== Your goal ==
Rewrite the data, substituting "low shrub" for every "small bush" and leaving everything else unchanged. Omit the pictures from your answer.

== Input rows ==
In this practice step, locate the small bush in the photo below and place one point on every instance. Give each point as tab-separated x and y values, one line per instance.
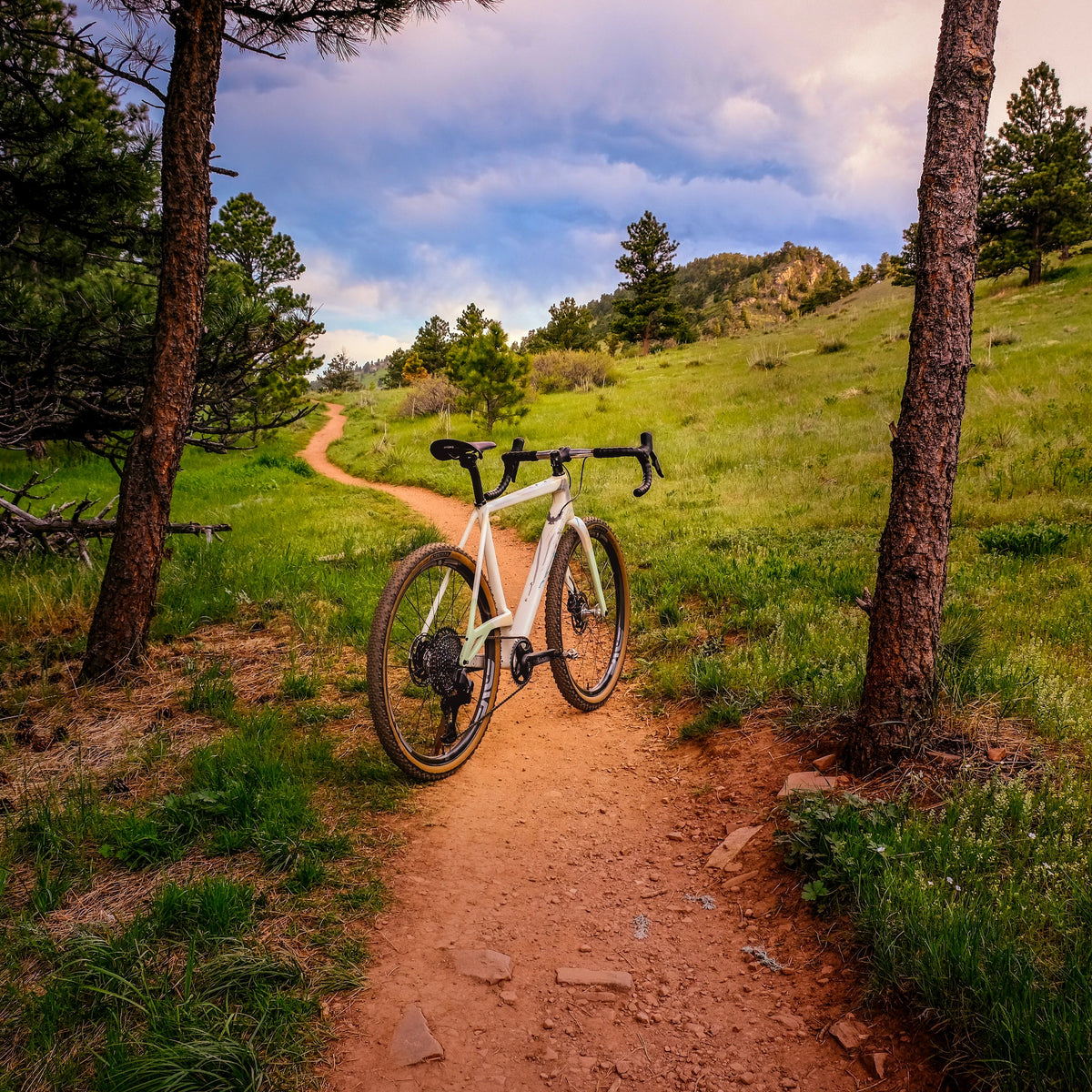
213	692
1024	540
571	370
1002	336
980	912
767	358
283	462
431	396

== The completed task ==
In this practice step, locate the low shrub in the photo below and place one point on every instance. Give each point as tab-separated x and y values, one line per instance.
213	692
1024	540
571	370
1002	336
980	912
767	358
283	462
431	396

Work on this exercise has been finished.